▸ **Tarea a realizar**: Prolonga el texto de más abajo sobre el recuento de votos y el bipartidismo, empezando justo después de su última oración.

Un extranjero que no conozca el sistema político español, y que viera anoche la retransmisión que hizo TVE sobre el recuento de votos (yo lo hice a través del canal internacional), habría llegado a la conclusión de que en España se elegía presidente, no diputados y senadores, y que sólo existen dos partidos políticos. De […]
Un extranjero que no conozca el sistema político español, y que viera anoche la retransmisión que hizo TVE sobre el recuento de votos (yo lo hice a través del canal internacional), habría llegado a la conclusión de que en España se elegía presidente, no diputados y senadores, y que sólo existen dos partidos políticos. De la pantalla no se despegaba un gráfico con las imágenes de Zapatero y Rajoy, y el baile de escaños atribuidos en función del porcentaje de votos escrutados. Al contrario que en otras ocasiones, no se mostraron gráficos con la distribución de votos y escaños por provincias, salvo cuando no quedaba más remedio, y cuando Rubalcaba comenzó a describir el reparto territorial el canal público cambió de tercio y pasó a los comentarios de los «expertos» de turno.
Como se anticipaba, el bipartidismo se ha acentuado hasta el extremo de que el conjunto de fuerzas políticas al margen del tándem PSOE-PP no llega a 27 diputados en el Congreso, mientras que en 1996 representaban 53. Para conseguir este resultado se ha necesitado un alto grado de movilización del voto por medio de un uso intensivo de los medios de comunicación vinculados a los dos grandes partidos (es decir, prácticamente todos los de alcance estatal) y de internet, explotando hasta la saciedad las herramientas «descubiertas» en 2004. Además, PSOE y PP gastaron en publicidad electoral seis veces más que el resto de los partidos.
Es la lección que los estrategas han extraido del costoso final del felipismo y del abrupto fin del aznarismo: la única manera de conseguir un cambio de gobierno es elevando el ruido mediático hasta niveles ensordecedores, construyendo una polarización no ya de partidos, sino de «líderes». El Partido Popular en algún momento confió en que su populismo de derechas podría inclinar la balanza a su favor en una «revolución neoconservadora» a la española. De momento, no ha sido así.

Registros de una colección de datos
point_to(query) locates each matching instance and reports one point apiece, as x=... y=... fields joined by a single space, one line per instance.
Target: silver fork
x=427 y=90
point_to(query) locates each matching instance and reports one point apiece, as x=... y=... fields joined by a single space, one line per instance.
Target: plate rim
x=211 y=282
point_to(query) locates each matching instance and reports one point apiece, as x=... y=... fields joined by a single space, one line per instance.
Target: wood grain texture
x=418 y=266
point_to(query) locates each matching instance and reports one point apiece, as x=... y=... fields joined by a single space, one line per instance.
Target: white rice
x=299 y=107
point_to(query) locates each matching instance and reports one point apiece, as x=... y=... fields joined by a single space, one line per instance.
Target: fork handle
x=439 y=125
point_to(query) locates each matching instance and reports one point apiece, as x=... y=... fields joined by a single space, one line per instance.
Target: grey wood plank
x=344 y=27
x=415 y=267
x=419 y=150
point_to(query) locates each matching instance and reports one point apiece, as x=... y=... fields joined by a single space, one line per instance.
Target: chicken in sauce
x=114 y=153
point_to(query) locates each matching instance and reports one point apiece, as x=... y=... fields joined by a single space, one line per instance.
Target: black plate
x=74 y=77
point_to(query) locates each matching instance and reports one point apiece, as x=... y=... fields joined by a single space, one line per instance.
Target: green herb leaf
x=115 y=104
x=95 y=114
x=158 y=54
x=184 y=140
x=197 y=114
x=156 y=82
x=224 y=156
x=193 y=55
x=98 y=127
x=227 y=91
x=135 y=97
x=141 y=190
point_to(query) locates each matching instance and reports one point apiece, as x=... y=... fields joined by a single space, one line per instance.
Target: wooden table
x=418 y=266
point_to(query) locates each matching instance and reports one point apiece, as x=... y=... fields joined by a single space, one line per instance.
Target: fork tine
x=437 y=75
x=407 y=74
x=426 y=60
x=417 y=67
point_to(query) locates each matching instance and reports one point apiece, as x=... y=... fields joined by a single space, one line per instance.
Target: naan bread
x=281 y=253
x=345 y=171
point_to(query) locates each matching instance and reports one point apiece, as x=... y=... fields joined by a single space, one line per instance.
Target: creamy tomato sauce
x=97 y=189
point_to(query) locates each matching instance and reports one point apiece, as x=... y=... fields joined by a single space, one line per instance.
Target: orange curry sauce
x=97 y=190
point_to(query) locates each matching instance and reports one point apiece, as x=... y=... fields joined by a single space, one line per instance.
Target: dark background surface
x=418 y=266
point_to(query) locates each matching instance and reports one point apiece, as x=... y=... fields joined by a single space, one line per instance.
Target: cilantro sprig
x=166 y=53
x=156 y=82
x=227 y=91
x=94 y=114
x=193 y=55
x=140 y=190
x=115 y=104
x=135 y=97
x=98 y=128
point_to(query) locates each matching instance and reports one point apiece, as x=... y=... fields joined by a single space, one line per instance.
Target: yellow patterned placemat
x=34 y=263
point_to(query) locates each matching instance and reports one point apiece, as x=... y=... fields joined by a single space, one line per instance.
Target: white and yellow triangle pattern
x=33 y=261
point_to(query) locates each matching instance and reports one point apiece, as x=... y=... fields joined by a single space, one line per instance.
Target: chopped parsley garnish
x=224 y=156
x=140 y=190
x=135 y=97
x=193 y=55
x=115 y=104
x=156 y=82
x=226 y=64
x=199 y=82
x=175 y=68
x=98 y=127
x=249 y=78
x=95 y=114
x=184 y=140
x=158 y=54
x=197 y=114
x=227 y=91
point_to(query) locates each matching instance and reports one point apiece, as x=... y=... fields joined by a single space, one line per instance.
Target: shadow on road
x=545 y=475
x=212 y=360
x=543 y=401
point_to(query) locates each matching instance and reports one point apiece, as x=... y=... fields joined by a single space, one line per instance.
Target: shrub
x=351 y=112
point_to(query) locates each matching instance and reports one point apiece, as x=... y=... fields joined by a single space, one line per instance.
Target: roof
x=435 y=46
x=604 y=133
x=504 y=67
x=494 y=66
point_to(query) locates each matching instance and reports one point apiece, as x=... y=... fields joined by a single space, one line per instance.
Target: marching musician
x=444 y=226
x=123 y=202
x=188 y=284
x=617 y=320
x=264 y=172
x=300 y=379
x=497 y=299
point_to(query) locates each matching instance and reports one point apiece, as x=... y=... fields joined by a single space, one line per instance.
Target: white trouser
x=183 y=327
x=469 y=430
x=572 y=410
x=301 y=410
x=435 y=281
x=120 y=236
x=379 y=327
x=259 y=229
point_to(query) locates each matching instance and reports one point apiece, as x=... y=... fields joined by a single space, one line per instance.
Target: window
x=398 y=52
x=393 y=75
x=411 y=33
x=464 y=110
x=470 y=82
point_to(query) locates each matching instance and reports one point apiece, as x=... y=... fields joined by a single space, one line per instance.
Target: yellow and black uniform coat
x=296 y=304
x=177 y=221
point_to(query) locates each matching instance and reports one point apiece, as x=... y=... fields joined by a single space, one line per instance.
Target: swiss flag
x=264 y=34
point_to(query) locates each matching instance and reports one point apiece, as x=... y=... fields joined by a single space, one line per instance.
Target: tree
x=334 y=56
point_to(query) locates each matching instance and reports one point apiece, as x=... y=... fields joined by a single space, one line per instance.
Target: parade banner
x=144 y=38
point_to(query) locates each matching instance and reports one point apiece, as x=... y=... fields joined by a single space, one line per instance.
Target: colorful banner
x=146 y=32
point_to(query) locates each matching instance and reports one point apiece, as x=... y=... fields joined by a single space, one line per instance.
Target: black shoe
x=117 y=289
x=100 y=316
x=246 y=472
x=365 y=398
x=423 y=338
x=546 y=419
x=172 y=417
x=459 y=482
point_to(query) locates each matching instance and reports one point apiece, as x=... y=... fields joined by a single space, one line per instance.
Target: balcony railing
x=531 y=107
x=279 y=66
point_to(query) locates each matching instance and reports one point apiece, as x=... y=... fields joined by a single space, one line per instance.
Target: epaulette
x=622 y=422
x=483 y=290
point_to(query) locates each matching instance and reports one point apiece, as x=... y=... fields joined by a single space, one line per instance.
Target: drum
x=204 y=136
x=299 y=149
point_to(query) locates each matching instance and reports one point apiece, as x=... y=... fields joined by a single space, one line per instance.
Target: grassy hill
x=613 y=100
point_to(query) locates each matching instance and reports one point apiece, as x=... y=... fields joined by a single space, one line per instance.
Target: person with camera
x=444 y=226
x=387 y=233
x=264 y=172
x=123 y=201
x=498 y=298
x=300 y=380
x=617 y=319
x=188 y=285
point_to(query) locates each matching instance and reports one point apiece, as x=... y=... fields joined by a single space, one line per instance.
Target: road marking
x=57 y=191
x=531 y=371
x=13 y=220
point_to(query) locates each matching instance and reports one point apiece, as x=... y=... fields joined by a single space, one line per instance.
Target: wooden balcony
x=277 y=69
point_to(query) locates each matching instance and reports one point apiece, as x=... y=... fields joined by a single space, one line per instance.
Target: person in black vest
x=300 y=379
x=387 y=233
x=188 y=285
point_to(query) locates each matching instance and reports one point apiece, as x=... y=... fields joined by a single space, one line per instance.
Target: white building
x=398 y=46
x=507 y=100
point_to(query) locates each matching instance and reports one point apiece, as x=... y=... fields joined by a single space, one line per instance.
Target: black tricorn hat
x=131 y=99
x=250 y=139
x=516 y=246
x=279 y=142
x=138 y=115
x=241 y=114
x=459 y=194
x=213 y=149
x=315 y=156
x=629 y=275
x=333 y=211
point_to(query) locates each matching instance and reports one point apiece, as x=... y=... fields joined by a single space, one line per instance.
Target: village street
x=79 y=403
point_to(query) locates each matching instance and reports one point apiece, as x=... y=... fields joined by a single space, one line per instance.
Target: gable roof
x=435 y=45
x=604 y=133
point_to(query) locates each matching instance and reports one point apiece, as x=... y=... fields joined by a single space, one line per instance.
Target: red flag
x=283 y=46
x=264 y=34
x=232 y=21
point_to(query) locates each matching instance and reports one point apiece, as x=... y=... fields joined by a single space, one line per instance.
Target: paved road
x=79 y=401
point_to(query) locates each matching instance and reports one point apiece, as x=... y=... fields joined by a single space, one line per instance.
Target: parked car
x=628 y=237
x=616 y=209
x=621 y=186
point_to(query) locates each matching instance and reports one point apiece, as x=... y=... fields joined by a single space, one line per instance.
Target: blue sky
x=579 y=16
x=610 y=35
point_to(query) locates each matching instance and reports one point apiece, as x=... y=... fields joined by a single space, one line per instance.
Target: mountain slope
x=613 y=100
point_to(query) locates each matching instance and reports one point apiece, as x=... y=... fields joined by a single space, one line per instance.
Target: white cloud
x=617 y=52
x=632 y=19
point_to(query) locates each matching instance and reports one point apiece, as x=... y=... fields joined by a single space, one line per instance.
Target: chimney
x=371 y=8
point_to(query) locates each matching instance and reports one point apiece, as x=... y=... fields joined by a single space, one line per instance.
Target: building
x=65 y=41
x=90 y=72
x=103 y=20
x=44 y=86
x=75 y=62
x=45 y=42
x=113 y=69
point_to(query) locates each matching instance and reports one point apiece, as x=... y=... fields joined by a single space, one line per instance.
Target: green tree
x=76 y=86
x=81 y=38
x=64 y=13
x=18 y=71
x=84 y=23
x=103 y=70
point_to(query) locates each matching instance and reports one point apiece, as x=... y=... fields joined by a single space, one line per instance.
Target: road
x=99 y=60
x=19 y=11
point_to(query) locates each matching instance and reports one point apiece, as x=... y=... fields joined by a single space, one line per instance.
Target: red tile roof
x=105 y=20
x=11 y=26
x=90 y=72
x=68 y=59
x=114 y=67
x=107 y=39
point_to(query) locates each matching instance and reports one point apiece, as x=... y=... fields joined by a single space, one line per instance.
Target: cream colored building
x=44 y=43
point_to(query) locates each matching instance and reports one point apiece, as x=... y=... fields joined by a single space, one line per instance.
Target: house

▸ **Respuesta escrita**:
Sucede que cuando te dan a elegir entre lo malo conocido y lo peor por conocer (y en este caso, entre lo malo conocido y lo peor más que sufrido) el riesgo de empate también se incrementa. Este no es un fenómeno exclusivamente español. Así, en los últimos años han proliferado las elecciones-espectáculo reñidas entre candidatos presidenciales en los sistemas presidencialistas, y entre partidos o alianzas de partidos en unos sistemas parlamentarios que imitan los modos presidenciales: elección presidencial en Estados Unidos en 2000 (George Bush obtuvo 48 % y Al Gore, 49%), elecciones legislativas en Alemania en 2005 (el CDU de Angela Merkel logró 35,2% y el Partido Socialista Alemán de Schroeder, 34,3%), y en Italia en abril de 2006 (la alianza dirigida por Romano Prodi obtuvo el 50,1% y la de Berlusconi, 49,9%). El mismo año, en la América Central y del Sur se reprodujo el mismo fenómeno en las elecciones presidenciales de diversos países: en Costa Rica en febrero de 2006 (Oscar Arias logró 40,9% y Otton Solis, 39,8%), en Chile (en segunda vuelta, 46.5 % de Sebastián Piñera y 53.5 % de Michelle Bachelet), en Perú (en segunda vuelta, 52 % de Alan García frente a 47,3 % de Ollanta Humala) y en México (Felipe Calderón obtuvo el 36, 37% y Andrés López Obrador, el 35,37 %).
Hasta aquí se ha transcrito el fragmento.